[Start of Source]
# Tyvek suits for beekeeping



## stinger (Mar 23, 2005)

I heard that Tyvek coveralls are ok for not getting stung. Has anyone had any experience with Tyvek. The suits in the beekeeping catalogs are almost always 100% cotton which does not seem so sting proof to me.


----------



## Tia (Nov 19, 2003)

When I first started beekeeping I bought a Tyvek suit because they're so cheap and I wanted to spend all my beekeeping budget on woodenware and such. Although a Tyvek beesuit is totally stingproof, it's also a wearable sauna! Really hot. I keep it around for emergencies or to use in the event one of my friends wants to take a peek at the hives, but it's only been used once or twice. When I must wear a suit (I usually work in shorts and a Tshirt), I'll take breathable cotton, thank you. They're sting resistant, not sting proof. But that's preferable over sweating until I'm soaking wet.


----------



## magnet-man (Jul 10, 2004)

Tyvek is hot hot hot!


----------



## oregonsparkie (Apr 12, 2004)

When I extract a hive from a wall, tyvek is all I wear. Ive never been stung through it. Another downfall is they rip easily.


----------



## TwT (Aug 5, 2004)

I wear tyvek suits and I have been stung twice in one day removing a feral hive but thats the only time it has happened, it is like a sweat box in them too.


----------



## Terri (Apr 14, 2003)

I found that heat bothered me no matter WHAT I wore! I started out in a jacket, which was great with the early spring checks, but then summer hit and it was 85 degrees at sunrise!

I eventually went to a bug baffle, which is basically a light jacket made of netting. I was told that it wasn't entirely sting proof but that it would prevent MOST stings because they could not reach me. I love it.

I now wear it whenever I really get into a hive.I just wear the veil, now, for a quick peek.


----------



## BeeBear (Jan 20, 2004)

I'd rather endure the occasional sting than wear a sauna. Your milage may vary.


----------



## Michael Bush (Aug 2, 2002)
[End of Source]
[Start of Extracted data]
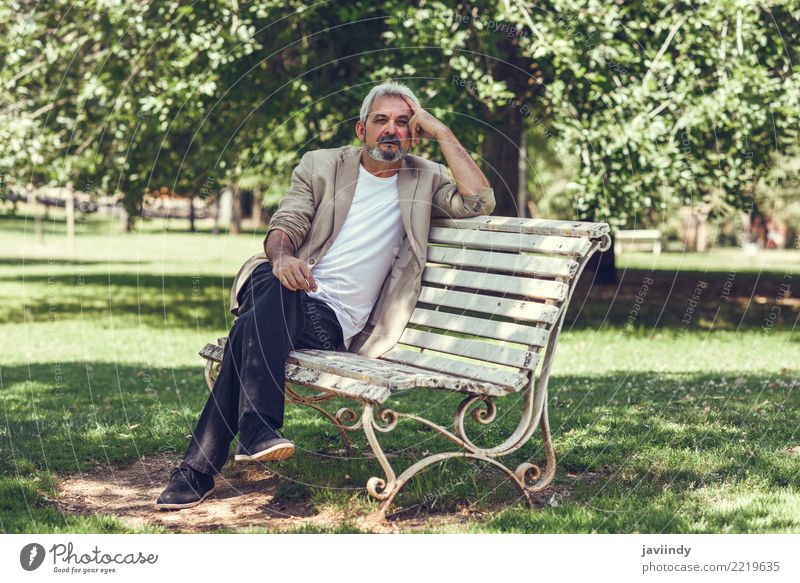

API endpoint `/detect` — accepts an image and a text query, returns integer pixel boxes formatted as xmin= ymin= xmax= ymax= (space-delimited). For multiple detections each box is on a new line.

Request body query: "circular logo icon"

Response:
xmin=19 ymin=543 xmax=44 ymax=571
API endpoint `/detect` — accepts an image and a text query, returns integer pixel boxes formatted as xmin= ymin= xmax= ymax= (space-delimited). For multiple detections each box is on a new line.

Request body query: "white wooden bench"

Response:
xmin=614 ymin=229 xmax=661 ymax=255
xmin=200 ymin=216 xmax=611 ymax=516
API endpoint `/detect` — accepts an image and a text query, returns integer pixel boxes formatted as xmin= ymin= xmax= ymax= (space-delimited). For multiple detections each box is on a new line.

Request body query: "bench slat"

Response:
xmin=428 ymin=227 xmax=592 ymax=257
xmin=286 ymin=364 xmax=392 ymax=404
xmin=400 ymin=328 xmax=539 ymax=370
xmin=419 ymin=287 xmax=558 ymax=324
xmin=409 ymin=307 xmax=550 ymax=346
xmin=431 ymin=216 xmax=609 ymax=239
xmin=428 ymin=246 xmax=578 ymax=278
xmin=422 ymin=267 xmax=569 ymax=301
xmin=380 ymin=348 xmax=528 ymax=391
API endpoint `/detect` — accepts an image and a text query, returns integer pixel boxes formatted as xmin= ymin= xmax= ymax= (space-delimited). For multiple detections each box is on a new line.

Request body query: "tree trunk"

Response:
xmin=517 ymin=128 xmax=532 ymax=218
xmin=481 ymin=105 xmax=527 ymax=217
xmin=228 ymin=192 xmax=242 ymax=235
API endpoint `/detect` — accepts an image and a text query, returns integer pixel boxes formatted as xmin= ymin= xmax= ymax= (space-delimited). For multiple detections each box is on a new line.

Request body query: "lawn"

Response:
xmin=0 ymin=213 xmax=800 ymax=533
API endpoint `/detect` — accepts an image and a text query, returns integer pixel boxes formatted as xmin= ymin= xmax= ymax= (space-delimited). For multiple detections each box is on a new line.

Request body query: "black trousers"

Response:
xmin=183 ymin=263 xmax=344 ymax=475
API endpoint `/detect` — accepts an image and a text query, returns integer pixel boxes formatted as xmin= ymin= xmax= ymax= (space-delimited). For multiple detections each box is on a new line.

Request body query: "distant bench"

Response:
xmin=614 ymin=229 xmax=661 ymax=255
xmin=200 ymin=216 xmax=611 ymax=516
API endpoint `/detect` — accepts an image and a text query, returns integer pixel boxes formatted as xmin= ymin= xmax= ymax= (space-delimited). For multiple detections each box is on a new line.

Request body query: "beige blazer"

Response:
xmin=231 ymin=146 xmax=495 ymax=358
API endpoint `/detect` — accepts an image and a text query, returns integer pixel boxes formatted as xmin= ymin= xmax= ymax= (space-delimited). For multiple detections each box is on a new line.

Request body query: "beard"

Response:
xmin=367 ymin=138 xmax=408 ymax=162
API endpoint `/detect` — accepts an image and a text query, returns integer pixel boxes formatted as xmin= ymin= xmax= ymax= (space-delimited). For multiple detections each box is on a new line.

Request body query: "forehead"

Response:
xmin=369 ymin=95 xmax=414 ymax=118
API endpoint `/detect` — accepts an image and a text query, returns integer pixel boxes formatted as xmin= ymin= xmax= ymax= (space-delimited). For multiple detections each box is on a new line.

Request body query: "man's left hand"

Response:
xmin=406 ymin=99 xmax=450 ymax=147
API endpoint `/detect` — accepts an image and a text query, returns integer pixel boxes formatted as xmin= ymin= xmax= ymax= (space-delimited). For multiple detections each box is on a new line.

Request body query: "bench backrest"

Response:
xmin=381 ymin=216 xmax=610 ymax=390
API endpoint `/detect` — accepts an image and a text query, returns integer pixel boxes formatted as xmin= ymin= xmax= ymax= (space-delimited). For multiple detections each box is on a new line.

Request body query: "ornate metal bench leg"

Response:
xmin=205 ymin=360 xmax=220 ymax=391
xmin=517 ymin=405 xmax=556 ymax=493
xmin=284 ymin=384 xmax=354 ymax=456
xmin=361 ymin=403 xmax=399 ymax=519
xmin=362 ymin=398 xmax=541 ymax=519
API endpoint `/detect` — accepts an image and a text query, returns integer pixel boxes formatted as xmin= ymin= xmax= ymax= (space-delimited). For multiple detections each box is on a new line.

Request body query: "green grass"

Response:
xmin=0 ymin=213 xmax=800 ymax=533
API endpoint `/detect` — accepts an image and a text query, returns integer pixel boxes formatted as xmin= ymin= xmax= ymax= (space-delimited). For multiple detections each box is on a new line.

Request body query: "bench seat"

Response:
xmin=200 ymin=339 xmax=528 ymax=405
xmin=200 ymin=216 xmax=611 ymax=516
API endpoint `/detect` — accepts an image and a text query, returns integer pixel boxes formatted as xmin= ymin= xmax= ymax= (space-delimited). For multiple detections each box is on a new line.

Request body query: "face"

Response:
xmin=356 ymin=95 xmax=414 ymax=162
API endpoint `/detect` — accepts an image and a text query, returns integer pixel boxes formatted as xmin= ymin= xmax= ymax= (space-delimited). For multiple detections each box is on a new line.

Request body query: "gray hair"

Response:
xmin=360 ymin=81 xmax=422 ymax=123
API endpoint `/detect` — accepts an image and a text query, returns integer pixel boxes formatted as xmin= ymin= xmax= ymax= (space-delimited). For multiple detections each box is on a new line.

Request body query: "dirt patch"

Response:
xmin=56 ymin=453 xmax=536 ymax=533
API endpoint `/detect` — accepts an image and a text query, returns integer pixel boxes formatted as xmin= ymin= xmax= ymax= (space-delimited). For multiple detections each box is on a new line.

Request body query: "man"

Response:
xmin=156 ymin=82 xmax=495 ymax=509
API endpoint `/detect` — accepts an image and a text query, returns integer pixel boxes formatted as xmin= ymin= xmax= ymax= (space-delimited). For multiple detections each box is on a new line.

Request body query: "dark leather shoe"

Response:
xmin=234 ymin=427 xmax=294 ymax=462
xmin=156 ymin=463 xmax=215 ymax=510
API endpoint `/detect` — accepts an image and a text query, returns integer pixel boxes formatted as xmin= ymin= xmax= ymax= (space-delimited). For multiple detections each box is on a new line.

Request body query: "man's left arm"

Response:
xmin=406 ymin=99 xmax=495 ymax=218
xmin=431 ymin=126 xmax=495 ymax=218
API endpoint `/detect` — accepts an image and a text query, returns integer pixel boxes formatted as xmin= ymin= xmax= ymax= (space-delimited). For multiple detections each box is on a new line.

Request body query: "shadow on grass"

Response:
xmin=0 ymin=362 xmax=800 ymax=532
xmin=7 ymin=262 xmax=800 ymax=333
xmin=0 ymin=273 xmax=233 ymax=329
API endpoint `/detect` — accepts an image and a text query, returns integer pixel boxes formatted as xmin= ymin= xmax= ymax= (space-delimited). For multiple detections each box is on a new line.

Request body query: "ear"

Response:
xmin=356 ymin=120 xmax=367 ymax=144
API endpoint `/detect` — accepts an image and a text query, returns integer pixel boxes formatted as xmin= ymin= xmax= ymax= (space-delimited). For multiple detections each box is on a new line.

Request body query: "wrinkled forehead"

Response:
xmin=367 ymin=95 xmax=414 ymax=121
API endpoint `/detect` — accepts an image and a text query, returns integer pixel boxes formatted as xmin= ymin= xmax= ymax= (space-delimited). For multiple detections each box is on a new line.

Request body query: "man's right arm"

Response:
xmin=264 ymin=229 xmax=317 ymax=291
xmin=264 ymin=152 xmax=317 ymax=291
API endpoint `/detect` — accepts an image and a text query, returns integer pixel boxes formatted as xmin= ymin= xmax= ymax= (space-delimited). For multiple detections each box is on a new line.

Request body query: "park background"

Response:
xmin=0 ymin=0 xmax=800 ymax=533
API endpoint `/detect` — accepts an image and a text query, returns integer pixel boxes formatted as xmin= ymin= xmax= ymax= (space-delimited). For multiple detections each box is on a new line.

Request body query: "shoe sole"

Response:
xmin=234 ymin=443 xmax=294 ymax=462
xmin=155 ymin=486 xmax=217 ymax=510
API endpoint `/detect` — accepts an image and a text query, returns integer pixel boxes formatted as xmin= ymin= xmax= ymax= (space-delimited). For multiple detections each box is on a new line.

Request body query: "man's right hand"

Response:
xmin=272 ymin=257 xmax=317 ymax=291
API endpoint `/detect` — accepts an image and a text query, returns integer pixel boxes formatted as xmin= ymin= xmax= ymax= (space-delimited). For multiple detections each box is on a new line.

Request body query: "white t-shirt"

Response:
xmin=307 ymin=163 xmax=404 ymax=348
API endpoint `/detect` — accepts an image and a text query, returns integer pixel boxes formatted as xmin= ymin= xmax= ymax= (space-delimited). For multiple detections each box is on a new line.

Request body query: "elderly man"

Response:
xmin=156 ymin=82 xmax=494 ymax=509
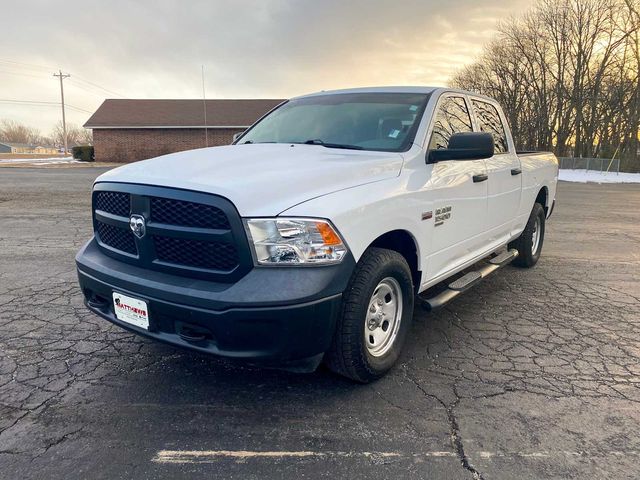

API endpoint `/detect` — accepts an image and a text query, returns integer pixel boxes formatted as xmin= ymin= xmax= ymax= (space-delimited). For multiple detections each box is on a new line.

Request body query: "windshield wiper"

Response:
xmin=302 ymin=138 xmax=364 ymax=150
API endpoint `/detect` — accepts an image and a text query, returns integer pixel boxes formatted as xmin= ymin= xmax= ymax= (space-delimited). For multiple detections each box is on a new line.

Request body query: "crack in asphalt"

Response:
xmin=403 ymin=374 xmax=484 ymax=480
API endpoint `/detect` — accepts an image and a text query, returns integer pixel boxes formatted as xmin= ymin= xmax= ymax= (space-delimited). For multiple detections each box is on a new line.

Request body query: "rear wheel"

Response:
xmin=325 ymin=248 xmax=413 ymax=383
xmin=509 ymin=203 xmax=546 ymax=268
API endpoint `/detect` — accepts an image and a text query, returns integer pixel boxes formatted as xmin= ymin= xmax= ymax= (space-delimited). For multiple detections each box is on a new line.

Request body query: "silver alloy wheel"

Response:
xmin=364 ymin=277 xmax=402 ymax=357
xmin=531 ymin=217 xmax=542 ymax=255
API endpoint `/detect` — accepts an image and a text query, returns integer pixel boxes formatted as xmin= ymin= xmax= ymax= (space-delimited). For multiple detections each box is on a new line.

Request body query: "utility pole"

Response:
xmin=202 ymin=65 xmax=209 ymax=147
xmin=53 ymin=70 xmax=71 ymax=155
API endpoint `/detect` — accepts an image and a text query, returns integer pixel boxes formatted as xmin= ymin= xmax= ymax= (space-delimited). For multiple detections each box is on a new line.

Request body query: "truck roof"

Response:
xmin=294 ymin=86 xmax=440 ymax=98
xmin=292 ymin=86 xmax=496 ymax=108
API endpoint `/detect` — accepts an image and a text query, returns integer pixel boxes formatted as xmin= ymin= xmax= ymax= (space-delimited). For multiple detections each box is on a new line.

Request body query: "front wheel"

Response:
xmin=509 ymin=203 xmax=546 ymax=268
xmin=325 ymin=248 xmax=413 ymax=383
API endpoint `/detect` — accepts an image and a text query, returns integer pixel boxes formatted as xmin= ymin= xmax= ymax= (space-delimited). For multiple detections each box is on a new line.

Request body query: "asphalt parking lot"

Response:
xmin=0 ymin=168 xmax=640 ymax=479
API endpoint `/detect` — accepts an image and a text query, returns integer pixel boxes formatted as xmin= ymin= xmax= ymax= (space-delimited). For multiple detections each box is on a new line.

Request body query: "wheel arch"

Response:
xmin=534 ymin=186 xmax=549 ymax=215
xmin=367 ymin=229 xmax=422 ymax=291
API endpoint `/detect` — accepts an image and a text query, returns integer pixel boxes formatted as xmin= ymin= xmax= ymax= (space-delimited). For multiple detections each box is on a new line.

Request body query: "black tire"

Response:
xmin=324 ymin=248 xmax=414 ymax=383
xmin=509 ymin=203 xmax=546 ymax=268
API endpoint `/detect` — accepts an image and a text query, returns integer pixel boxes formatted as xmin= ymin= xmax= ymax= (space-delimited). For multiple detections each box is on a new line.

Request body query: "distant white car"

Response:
xmin=76 ymin=88 xmax=558 ymax=382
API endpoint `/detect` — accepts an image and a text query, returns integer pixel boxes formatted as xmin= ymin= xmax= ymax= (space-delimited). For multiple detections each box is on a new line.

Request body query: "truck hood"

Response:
xmin=96 ymin=144 xmax=403 ymax=216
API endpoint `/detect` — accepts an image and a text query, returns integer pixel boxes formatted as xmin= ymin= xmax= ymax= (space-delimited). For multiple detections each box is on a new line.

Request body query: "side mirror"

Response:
xmin=427 ymin=132 xmax=494 ymax=163
xmin=233 ymin=130 xmax=246 ymax=143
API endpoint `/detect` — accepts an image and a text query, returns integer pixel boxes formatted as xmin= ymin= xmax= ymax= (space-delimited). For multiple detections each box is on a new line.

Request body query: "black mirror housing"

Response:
xmin=427 ymin=132 xmax=495 ymax=163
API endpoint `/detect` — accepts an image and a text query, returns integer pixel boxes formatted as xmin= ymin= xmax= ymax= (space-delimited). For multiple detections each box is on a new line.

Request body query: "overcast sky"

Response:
xmin=0 ymin=0 xmax=531 ymax=133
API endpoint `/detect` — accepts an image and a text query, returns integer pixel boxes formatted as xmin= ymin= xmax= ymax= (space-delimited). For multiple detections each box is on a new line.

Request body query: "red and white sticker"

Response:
xmin=113 ymin=292 xmax=149 ymax=330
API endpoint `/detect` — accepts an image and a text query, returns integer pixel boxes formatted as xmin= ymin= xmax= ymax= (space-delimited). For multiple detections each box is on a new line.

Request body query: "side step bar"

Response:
xmin=420 ymin=249 xmax=518 ymax=311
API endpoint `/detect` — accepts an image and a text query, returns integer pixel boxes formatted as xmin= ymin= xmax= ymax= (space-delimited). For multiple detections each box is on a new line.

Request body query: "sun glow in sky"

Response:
xmin=0 ymin=0 xmax=531 ymax=133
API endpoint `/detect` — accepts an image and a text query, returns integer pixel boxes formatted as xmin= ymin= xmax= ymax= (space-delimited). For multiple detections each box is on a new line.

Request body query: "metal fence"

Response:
xmin=558 ymin=157 xmax=620 ymax=173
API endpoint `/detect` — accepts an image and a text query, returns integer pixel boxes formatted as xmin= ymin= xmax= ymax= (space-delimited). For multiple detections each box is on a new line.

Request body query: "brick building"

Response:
xmin=84 ymin=99 xmax=282 ymax=162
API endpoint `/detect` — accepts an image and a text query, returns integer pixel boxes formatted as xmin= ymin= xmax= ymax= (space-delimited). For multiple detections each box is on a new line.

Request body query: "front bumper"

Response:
xmin=76 ymin=239 xmax=355 ymax=366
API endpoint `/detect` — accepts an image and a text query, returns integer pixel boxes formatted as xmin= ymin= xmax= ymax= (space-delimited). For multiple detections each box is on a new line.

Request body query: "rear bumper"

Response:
xmin=76 ymin=240 xmax=355 ymax=366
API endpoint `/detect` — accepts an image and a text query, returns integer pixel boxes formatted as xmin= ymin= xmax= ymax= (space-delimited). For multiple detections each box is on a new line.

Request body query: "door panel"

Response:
xmin=426 ymin=160 xmax=489 ymax=279
xmin=423 ymin=94 xmax=489 ymax=283
xmin=471 ymin=99 xmax=522 ymax=245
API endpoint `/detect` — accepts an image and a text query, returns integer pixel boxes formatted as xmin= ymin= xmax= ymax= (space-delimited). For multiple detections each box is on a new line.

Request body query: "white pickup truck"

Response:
xmin=76 ymin=87 xmax=558 ymax=382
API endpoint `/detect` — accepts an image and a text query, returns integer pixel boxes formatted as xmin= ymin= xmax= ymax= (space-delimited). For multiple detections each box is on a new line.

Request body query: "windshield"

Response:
xmin=237 ymin=93 xmax=429 ymax=152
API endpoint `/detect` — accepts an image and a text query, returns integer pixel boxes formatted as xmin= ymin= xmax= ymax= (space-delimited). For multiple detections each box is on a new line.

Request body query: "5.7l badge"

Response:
xmin=434 ymin=205 xmax=451 ymax=227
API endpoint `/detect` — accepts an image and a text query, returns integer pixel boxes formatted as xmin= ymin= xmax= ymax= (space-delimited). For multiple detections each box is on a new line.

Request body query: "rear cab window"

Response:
xmin=429 ymin=96 xmax=473 ymax=150
xmin=471 ymin=99 xmax=509 ymax=154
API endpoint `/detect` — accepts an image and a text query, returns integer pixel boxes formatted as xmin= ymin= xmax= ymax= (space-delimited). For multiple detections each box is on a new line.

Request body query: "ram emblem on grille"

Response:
xmin=129 ymin=215 xmax=146 ymax=238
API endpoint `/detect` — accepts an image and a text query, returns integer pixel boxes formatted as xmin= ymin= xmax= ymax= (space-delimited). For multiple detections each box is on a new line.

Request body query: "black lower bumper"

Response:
xmin=76 ymin=240 xmax=355 ymax=366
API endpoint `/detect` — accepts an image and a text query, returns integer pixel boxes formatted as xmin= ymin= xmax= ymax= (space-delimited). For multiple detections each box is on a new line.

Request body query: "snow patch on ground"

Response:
xmin=0 ymin=157 xmax=82 ymax=165
xmin=558 ymin=170 xmax=640 ymax=183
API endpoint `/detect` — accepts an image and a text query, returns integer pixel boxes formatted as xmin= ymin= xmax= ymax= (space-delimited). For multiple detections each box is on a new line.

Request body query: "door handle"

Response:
xmin=473 ymin=173 xmax=489 ymax=183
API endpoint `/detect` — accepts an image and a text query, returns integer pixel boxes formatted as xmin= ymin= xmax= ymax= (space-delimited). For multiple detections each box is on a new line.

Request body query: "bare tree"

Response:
xmin=0 ymin=120 xmax=42 ymax=144
xmin=51 ymin=122 xmax=86 ymax=148
xmin=452 ymin=0 xmax=640 ymax=170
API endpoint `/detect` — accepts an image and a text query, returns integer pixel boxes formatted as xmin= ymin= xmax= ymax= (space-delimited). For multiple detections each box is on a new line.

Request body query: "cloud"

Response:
xmin=0 ymin=0 xmax=530 ymax=131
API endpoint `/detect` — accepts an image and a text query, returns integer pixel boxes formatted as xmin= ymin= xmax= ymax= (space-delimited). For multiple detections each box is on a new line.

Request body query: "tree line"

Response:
xmin=0 ymin=120 xmax=93 ymax=147
xmin=451 ymin=0 xmax=640 ymax=171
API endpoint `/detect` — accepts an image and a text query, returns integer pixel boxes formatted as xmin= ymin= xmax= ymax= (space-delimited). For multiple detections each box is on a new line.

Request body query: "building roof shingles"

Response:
xmin=84 ymin=99 xmax=284 ymax=128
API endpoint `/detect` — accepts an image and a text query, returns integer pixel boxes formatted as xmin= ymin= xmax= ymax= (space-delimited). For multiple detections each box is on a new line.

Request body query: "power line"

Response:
xmin=69 ymin=80 xmax=112 ymax=98
xmin=0 ymin=59 xmax=126 ymax=98
xmin=0 ymin=58 xmax=52 ymax=71
xmin=0 ymin=70 xmax=45 ymax=78
xmin=74 ymin=74 xmax=125 ymax=97
xmin=66 ymin=103 xmax=94 ymax=113
xmin=0 ymin=98 xmax=60 ymax=106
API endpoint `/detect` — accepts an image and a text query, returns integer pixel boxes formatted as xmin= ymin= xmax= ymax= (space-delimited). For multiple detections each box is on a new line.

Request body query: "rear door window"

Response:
xmin=471 ymin=100 xmax=509 ymax=153
xmin=429 ymin=97 xmax=473 ymax=150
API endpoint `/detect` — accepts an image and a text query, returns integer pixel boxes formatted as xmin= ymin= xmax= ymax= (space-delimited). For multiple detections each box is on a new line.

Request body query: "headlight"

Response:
xmin=246 ymin=218 xmax=347 ymax=265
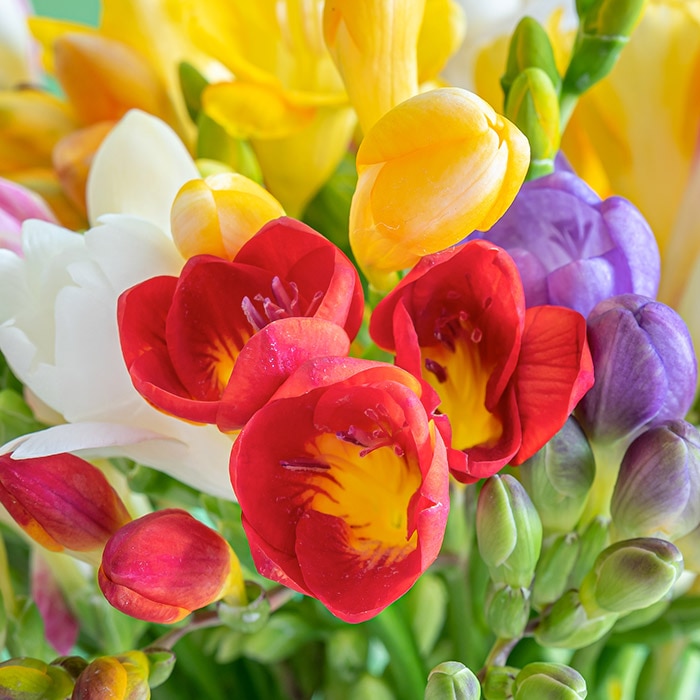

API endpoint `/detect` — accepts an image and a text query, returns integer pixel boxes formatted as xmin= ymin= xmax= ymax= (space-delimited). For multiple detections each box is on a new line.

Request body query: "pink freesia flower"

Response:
xmin=0 ymin=178 xmax=56 ymax=255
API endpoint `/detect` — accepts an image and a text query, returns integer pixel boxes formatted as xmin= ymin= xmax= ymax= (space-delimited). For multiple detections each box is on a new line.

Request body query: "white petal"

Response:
xmin=87 ymin=109 xmax=199 ymax=233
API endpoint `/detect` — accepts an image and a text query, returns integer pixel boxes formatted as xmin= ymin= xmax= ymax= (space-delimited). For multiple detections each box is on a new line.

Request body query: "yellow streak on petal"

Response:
xmin=421 ymin=338 xmax=503 ymax=450
xmin=309 ymin=433 xmax=421 ymax=565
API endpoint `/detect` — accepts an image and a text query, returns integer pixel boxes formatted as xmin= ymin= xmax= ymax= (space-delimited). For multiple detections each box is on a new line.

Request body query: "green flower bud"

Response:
xmin=513 ymin=662 xmax=588 ymax=700
xmin=425 ymin=661 xmax=481 ymax=700
xmin=505 ymin=68 xmax=561 ymax=179
xmin=562 ymin=0 xmax=644 ymax=95
xmin=0 ymin=657 xmax=73 ymax=700
xmin=569 ymin=517 xmax=610 ymax=588
xmin=486 ymin=583 xmax=530 ymax=639
xmin=476 ymin=474 xmax=542 ymax=588
xmin=519 ymin=418 xmax=595 ymax=533
xmin=482 ymin=666 xmax=520 ymax=700
xmin=501 ymin=17 xmax=561 ymax=98
xmin=534 ymin=590 xmax=618 ymax=649
xmin=532 ymin=532 xmax=581 ymax=609
xmin=580 ymin=537 xmax=683 ymax=613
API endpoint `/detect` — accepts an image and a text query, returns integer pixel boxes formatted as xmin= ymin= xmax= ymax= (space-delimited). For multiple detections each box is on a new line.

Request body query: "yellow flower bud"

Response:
xmin=350 ymin=88 xmax=530 ymax=289
xmin=170 ymin=173 xmax=284 ymax=260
[End of Extracted data]
*Set task A*
In the thread on Tyvek suits for beekeeping, what does Terri say a bug baffle basically is?
*Set task B*
Print the part of the records that opens at their start and closes with the line containing "xmin=183 ymin=263 xmax=344 ymax=475", including both ends, with the pictures left out.

*Task solution A*
A light jacket made of netting.

*Task solution B*
API endpoint `/detect` — accepts an image and a text query, returns integer pixel boxes formatted as xmin= ymin= xmax= ymax= (space-delimited). For multiple detections each box is on a new line.

Request body query: "circular logo icon"

Response:
xmin=19 ymin=543 xmax=44 ymax=571
API endpoint `/detect` — accepts an image and a text query, returns integer pixel boxes formatted as xmin= ymin= xmax= ymax= (space-delimited). For multiple detections each box is on a new line.

Request body query: "white wooden bench"

Response:
xmin=614 ymin=229 xmax=661 ymax=255
xmin=200 ymin=216 xmax=611 ymax=516
API endpoint `/detect` — accepts an image and a text query, returns integer pixel boxes formatted as xmin= ymin= xmax= ymax= (space-delimited). For multiple detections each box is on a new line.

Request body query: "bench slat"

Response:
xmin=428 ymin=227 xmax=592 ymax=257
xmin=286 ymin=364 xmax=392 ymax=404
xmin=400 ymin=328 xmax=539 ymax=370
xmin=419 ymin=287 xmax=558 ymax=324
xmin=409 ymin=307 xmax=550 ymax=346
xmin=431 ymin=216 xmax=609 ymax=239
xmin=428 ymin=246 xmax=578 ymax=278
xmin=422 ymin=267 xmax=569 ymax=301
xmin=380 ymin=348 xmax=528 ymax=391
API endpoint `/detect` — accepts an image and a text query, returns integer pixel boxes formatted as xmin= ymin= xmax= ymax= (space-delimited). For multiple detections each box is on a new line.

Request body query: "tree trunk"

Response:
xmin=517 ymin=128 xmax=532 ymax=218
xmin=481 ymin=105 xmax=527 ymax=217
xmin=228 ymin=192 xmax=242 ymax=235
API endpoint `/detect` — accepts an image and a text query, returns integer pixel boxes formatted as xmin= ymin= xmax= ymax= (space-delimited). For multiple detections each box is on a new line.

Request body query: "lawn"

Response:
xmin=0 ymin=213 xmax=800 ymax=533
API endpoint `/detect` — accepts an image and a text query, returns integer pixel boxes formatted as xmin= ymin= xmax= ymax= (space-delimited). For multiple detections each box is on a new line.

Request body query: "black trousers"

Response:
xmin=183 ymin=263 xmax=344 ymax=475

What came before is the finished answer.